[Records excerpted from a collection]
================================
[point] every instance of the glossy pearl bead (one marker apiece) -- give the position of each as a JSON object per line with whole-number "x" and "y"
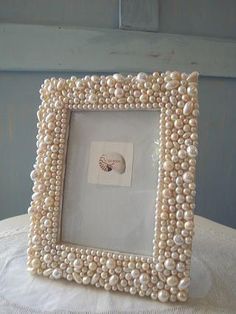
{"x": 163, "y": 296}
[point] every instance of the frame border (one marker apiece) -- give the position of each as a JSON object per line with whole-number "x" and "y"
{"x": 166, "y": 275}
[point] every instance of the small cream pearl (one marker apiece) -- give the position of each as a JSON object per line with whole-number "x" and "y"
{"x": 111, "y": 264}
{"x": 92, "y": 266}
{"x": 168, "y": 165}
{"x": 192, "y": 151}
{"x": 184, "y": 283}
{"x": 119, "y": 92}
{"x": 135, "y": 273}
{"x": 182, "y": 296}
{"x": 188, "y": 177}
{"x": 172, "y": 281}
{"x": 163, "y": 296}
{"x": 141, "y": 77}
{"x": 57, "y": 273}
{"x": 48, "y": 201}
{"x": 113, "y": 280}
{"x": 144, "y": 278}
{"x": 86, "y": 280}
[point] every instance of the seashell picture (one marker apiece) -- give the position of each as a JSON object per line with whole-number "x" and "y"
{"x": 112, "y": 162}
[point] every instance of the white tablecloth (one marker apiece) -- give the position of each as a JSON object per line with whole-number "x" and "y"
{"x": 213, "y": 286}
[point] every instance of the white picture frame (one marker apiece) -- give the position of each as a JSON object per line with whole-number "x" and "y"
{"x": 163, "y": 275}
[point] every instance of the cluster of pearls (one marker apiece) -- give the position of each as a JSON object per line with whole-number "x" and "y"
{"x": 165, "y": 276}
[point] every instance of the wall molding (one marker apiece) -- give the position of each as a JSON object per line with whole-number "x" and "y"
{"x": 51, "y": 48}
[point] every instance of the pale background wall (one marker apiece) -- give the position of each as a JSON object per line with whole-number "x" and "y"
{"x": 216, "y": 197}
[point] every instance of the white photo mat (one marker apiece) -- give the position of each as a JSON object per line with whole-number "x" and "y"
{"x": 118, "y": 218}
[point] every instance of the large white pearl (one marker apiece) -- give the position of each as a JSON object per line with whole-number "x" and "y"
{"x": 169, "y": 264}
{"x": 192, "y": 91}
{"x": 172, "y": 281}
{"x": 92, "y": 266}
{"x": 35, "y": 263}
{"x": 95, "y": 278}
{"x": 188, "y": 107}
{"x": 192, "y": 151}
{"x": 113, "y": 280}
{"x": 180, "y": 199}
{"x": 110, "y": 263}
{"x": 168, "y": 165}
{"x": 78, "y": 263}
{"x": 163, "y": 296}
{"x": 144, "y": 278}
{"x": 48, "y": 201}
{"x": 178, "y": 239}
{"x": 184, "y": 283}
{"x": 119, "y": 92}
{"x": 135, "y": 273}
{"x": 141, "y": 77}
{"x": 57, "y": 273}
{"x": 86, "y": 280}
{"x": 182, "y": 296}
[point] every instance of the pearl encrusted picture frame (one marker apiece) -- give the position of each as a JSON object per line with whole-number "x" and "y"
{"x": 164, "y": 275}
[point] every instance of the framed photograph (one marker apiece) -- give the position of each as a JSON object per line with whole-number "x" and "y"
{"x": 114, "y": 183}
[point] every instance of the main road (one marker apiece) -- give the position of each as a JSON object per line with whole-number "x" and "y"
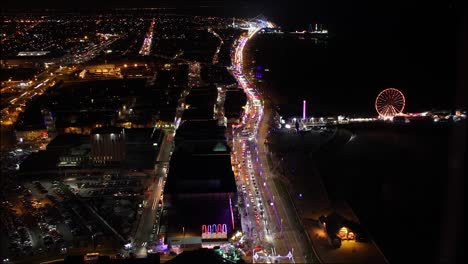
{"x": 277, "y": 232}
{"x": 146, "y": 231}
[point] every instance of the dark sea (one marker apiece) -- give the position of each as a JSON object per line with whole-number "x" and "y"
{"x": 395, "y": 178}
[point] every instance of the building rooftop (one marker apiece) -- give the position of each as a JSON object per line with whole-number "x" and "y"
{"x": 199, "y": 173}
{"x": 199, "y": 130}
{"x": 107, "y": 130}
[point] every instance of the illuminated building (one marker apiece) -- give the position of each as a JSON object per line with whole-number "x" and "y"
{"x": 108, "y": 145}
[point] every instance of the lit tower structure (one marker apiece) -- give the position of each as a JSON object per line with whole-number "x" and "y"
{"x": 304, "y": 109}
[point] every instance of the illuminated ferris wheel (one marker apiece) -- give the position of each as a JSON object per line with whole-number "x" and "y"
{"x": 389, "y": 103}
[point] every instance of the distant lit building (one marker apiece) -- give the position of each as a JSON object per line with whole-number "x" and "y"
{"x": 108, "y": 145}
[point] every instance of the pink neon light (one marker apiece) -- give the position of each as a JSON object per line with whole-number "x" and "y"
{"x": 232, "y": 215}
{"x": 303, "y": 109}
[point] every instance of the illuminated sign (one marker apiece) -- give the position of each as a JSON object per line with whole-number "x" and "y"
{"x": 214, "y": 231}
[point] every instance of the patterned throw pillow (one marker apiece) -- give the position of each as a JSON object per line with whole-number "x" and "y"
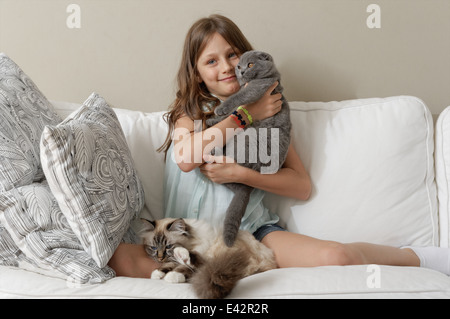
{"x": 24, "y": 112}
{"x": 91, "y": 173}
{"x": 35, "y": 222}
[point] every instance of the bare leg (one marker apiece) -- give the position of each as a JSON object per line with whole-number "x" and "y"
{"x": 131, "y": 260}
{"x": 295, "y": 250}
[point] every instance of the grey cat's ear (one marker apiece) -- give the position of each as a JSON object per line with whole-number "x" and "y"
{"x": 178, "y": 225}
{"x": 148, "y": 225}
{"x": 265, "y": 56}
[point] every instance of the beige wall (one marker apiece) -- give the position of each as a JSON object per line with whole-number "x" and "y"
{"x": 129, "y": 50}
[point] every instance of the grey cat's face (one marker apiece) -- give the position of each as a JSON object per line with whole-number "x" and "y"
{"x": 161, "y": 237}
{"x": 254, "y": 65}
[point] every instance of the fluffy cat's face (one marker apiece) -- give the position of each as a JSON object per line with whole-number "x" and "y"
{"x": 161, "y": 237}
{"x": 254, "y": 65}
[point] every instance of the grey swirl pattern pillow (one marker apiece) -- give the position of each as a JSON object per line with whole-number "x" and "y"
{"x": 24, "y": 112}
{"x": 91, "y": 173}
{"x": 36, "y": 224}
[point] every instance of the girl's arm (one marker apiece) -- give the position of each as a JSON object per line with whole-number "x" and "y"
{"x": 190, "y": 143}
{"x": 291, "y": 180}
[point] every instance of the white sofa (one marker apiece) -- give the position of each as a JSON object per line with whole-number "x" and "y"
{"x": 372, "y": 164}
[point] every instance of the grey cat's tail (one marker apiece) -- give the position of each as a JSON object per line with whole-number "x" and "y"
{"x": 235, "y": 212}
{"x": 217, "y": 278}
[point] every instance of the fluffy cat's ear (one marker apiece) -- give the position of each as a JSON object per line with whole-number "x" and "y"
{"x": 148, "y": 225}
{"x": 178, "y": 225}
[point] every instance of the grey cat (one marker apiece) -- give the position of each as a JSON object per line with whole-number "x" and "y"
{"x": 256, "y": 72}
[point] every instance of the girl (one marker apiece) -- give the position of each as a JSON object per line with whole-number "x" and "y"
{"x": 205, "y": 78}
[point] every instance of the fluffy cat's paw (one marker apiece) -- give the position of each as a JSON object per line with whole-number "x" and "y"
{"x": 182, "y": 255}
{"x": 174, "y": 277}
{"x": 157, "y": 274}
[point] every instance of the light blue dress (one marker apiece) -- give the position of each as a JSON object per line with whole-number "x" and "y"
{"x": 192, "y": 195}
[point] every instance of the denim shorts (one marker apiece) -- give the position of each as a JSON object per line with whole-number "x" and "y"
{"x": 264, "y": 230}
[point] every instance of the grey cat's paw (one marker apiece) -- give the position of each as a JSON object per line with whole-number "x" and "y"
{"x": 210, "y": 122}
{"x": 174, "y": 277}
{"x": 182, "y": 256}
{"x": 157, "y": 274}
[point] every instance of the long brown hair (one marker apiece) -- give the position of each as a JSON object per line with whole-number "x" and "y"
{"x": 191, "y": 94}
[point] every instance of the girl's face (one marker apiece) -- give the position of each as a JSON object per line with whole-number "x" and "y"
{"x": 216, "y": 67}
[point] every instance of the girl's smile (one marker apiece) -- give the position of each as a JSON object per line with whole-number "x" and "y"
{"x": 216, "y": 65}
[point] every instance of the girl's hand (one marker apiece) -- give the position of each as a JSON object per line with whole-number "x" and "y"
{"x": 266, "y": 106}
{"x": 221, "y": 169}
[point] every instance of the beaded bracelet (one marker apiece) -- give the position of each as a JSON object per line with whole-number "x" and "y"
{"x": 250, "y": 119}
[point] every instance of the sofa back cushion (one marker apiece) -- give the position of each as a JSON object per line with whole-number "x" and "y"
================================
## Objective
Pull out every line from the one with "[point] every instance of the girl's face" to the end of the listing, and output only those.

## Written solution
[point] every instance of the girl's face (one marker apiece) -- give the position of each as a JSON object per line with whole-number "x" and "y"
{"x": 216, "y": 67}
[point] every instance of the girl's smile (one marker apiece) -- give the position of each as a JSON object per line with whole-number "x" and "y"
{"x": 216, "y": 65}
[point] every instance of the girl's hand (one marker apiece) -- give the position of each as a JSON object per line with whole-number "x" and "y"
{"x": 266, "y": 106}
{"x": 221, "y": 169}
[point] every instance of the beaded bracelet (one marker apiece) -- give the position of each as a JSON object per line with whole-number "x" and "y"
{"x": 250, "y": 119}
[point] every instance of the sofa back cushion (one marker apiece) -- give the position of each as a JSON object per line with whole-number "x" and "y"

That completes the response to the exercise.